* _Texte fourni_:
+ + + +

La forge : La forge est un abri d'aspect sobre fait
d'un toit de chaume et de poutrelles qui reposent sur un muret de
pierres. Ce type de construction s’appuie souvent contre une paroi
rocheuse. C’est le lieu de travail du forgeron et de ses apprentis. On
entend de loin le bruit du marteau qui frappe l'enclume et le son du
soufflet qui active le feu. Les forgerons forment des castes endogames
qui vivent en marge de la société dogon. Ils ne se marient pas avec
quelqu'un d'extérieur à leur communauté. Les forgerons se divisent en
castes distinctes dont les principales sont celles des Jèmèm et des
Irim.
Les Jèmèm occupent principalement la plaine du Séno. Ils plongent leurs
racines dans un lointain passé et n’appartiennent à aucune ethnie en
particulier. Réputés pour leur haute technicité, ils maîtrisaient
l'extraction et la fonte du minerai de fer depuis fort longtemps. Cette
industrie a disparu vers la fin des années 1940. La période coloniale a
facilité l'accès à d'autres sources d'approvisionnement. Le Yatenga
(Burkina Faso) des débuts du 2e millénaire atteste déjà d'une activité
métallurgique attribuée aux Kibse/Dogon. Du temps des conquêtes songhay
et mossi, une pratique courante consistait à détourner des forgerons de
leur village d'origine pour les réinstaller ailleurs en territoire
conquis. Leur savoir-faire en matière de fabrication d'armes et
d’outils agricoles était vital pour les nouveaux conquérants.

+ + + +

* _Entrées répertoriées_:
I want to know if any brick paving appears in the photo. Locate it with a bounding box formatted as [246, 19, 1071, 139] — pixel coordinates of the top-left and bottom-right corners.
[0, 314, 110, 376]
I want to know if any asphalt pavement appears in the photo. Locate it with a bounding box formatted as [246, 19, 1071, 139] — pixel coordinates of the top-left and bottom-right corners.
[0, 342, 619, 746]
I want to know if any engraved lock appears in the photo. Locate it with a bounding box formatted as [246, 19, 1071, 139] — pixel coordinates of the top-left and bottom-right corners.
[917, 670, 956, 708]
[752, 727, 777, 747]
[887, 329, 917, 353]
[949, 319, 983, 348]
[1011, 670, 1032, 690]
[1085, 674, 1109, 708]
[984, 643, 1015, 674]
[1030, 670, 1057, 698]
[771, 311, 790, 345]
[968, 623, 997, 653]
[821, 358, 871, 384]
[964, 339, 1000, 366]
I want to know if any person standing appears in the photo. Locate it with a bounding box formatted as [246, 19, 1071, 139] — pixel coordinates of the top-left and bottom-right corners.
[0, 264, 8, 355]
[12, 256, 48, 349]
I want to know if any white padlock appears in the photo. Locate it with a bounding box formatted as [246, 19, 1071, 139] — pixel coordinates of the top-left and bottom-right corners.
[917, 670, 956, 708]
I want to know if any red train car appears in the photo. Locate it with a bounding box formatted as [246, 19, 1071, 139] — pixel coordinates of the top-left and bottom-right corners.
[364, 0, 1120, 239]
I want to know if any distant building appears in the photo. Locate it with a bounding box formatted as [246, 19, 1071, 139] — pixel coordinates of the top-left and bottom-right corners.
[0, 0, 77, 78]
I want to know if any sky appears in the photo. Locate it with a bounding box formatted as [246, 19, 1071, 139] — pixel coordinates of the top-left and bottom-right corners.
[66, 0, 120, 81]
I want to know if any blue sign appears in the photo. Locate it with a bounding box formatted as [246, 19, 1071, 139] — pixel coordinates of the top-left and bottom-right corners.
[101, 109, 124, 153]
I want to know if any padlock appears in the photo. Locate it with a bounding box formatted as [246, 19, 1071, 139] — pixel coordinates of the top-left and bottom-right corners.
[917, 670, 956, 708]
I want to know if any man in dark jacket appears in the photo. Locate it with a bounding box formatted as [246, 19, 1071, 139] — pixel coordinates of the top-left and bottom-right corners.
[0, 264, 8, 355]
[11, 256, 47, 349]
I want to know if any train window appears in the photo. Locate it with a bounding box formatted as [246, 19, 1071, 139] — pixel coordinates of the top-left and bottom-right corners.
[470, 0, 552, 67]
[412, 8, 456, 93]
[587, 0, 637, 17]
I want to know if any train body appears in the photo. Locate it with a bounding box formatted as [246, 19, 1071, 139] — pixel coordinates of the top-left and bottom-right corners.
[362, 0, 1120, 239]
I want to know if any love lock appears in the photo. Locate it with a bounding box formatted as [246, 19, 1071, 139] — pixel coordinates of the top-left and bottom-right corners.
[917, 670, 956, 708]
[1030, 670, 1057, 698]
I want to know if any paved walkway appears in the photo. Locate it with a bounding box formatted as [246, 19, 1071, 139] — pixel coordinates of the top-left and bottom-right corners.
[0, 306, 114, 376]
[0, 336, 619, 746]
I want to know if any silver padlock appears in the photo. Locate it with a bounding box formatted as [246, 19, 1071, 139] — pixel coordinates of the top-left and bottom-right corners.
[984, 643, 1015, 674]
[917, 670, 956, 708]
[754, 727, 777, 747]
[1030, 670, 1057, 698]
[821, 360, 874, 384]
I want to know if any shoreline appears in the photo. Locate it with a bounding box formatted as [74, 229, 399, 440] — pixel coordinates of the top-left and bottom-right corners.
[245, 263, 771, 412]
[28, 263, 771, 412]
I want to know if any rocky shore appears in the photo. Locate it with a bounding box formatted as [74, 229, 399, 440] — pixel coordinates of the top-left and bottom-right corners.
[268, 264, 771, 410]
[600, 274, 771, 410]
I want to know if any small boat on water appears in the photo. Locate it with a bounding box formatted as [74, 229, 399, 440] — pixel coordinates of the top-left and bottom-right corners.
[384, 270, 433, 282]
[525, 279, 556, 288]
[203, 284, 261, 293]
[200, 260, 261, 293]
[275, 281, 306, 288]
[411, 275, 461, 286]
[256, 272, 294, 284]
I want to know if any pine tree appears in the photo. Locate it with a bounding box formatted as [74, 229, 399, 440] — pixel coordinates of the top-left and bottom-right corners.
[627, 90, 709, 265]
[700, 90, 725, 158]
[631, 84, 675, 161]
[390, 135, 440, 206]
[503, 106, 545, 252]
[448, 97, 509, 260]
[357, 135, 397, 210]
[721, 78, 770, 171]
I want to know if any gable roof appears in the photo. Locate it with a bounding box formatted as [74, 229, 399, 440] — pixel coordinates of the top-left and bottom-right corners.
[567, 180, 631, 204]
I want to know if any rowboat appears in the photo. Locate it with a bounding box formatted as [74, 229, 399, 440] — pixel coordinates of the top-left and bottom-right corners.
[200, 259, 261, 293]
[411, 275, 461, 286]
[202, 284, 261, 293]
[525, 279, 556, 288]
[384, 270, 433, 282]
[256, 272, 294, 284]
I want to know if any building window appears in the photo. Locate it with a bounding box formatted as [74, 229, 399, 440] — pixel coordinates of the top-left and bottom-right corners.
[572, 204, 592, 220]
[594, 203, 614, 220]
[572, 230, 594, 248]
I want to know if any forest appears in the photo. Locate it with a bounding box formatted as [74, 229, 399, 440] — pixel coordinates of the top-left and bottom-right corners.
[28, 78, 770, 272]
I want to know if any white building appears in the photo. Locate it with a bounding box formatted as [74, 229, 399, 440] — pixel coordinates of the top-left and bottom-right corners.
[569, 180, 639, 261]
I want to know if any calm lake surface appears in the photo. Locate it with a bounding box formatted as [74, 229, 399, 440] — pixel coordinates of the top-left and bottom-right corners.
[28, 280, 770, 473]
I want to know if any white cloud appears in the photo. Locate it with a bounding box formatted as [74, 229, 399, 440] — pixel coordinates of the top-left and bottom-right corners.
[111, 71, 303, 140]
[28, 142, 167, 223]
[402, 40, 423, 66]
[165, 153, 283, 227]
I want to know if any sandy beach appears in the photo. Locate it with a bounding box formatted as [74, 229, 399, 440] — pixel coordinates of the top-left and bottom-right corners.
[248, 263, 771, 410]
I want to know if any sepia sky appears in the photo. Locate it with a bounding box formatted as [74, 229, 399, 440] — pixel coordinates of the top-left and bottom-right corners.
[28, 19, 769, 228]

+ + + +

* _Consignes_:
A – D'après le texte sur la forge, quelles sont les principales castes de forgerons ?
B – Expliquez, à partir du texte sur la forge, pourquoi on réinstallait des forgerons en territoire conquis à l'époque des conquêtes songhay et mossi.
C – Indiquez s'il vous plaît si chaque affirmation concorde avec le texte sur la forge, en citant les mots qui le montrent : (i) les forgerons épousent des personnes extérieures à leur communauté ; (ii) les Jèmèm vivent surtout dans la plaine du Séno ; (iii) l'extraction et la fonte du minerai de fer se pratiquent encore aujourd'hui.

* _Corrigés_:
A – Les principales castes de forgerons sont celles des Jèmèm et des Irim.

B – Les forgerons avaient un savoir-faire dans la fabrication d'armes et d'outils agricoles. Ce savoir-faire était vital pour les nouveaux conquérants.

C –
(i) Non : « Ils ne se marient pas avec quelqu'un d'extérieur à leur communauté. »
(ii) Oui : « Les Jèmèm occupent principalement la plaine du Séno. »
(iii) Non : « Cette industrie a disparu vers la fin des années 1940. »